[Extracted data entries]

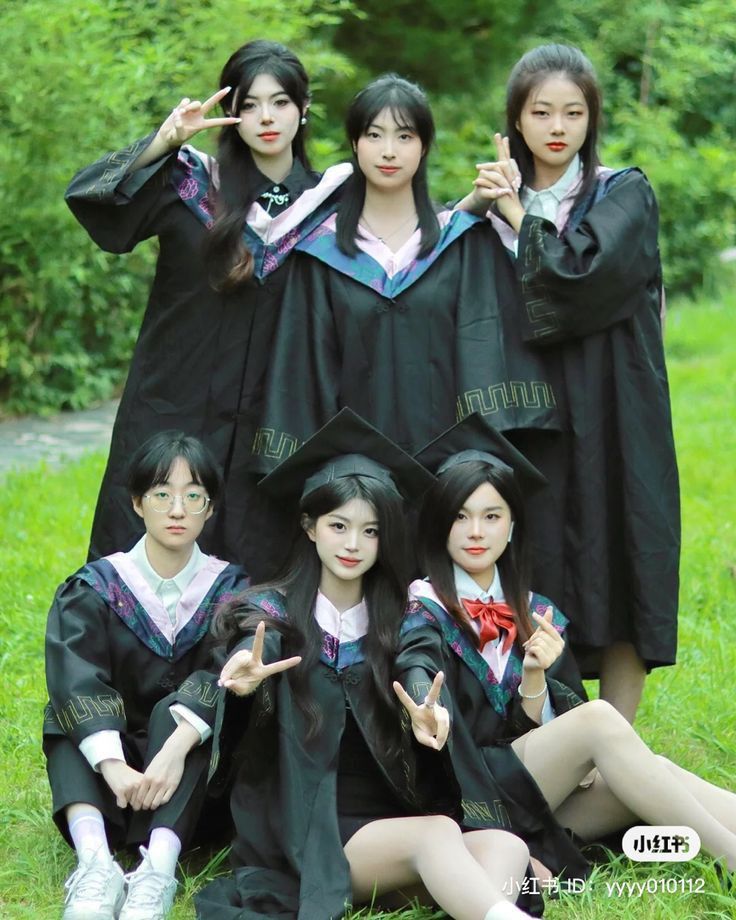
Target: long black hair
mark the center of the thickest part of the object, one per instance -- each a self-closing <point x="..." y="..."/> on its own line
<point x="439" y="511"/>
<point x="384" y="589"/>
<point x="231" y="262"/>
<point x="151" y="463"/>
<point x="410" y="108"/>
<point x="531" y="70"/>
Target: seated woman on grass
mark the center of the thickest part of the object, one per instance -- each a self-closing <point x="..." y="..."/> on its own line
<point x="341" y="795"/>
<point x="123" y="633"/>
<point x="503" y="650"/>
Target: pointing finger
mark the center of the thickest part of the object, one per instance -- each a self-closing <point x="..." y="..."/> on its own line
<point x="434" y="691"/>
<point x="406" y="701"/>
<point x="279" y="666"/>
<point x="257" y="649"/>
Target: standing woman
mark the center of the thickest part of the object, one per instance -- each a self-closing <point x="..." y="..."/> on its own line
<point x="404" y="314"/>
<point x="590" y="273"/>
<point x="224" y="228"/>
<point x="341" y="794"/>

■ Exercise brief ■
Please repeat the items above word for word, leaving out the pictures.

■ The solution ■
Target: long black hair
mark the center of the thickest part of the object, one per instance -- each a self-closing <point x="..." y="..."/> on its own line
<point x="439" y="511"/>
<point x="384" y="589"/>
<point x="231" y="262"/>
<point x="151" y="463"/>
<point x="410" y="108"/>
<point x="531" y="70"/>
Target: seated woman on grass
mark the center of the thickest part of the object, one per instance -- each a self-closing <point x="..." y="..."/> on its own line
<point x="341" y="795"/>
<point x="123" y="633"/>
<point x="503" y="650"/>
Target: pointing finger
mark the center of the thickest part of the object, one per instance -- each a self-closing <point x="..." y="..."/> on its own line
<point x="434" y="691"/>
<point x="406" y="701"/>
<point x="279" y="666"/>
<point x="257" y="649"/>
Target: standing woman
mark the center of the thickest part of the object, one per instance -- each a self-closing <point x="..." y="..."/> on its own line
<point x="404" y="314"/>
<point x="590" y="273"/>
<point x="224" y="228"/>
<point x="341" y="794"/>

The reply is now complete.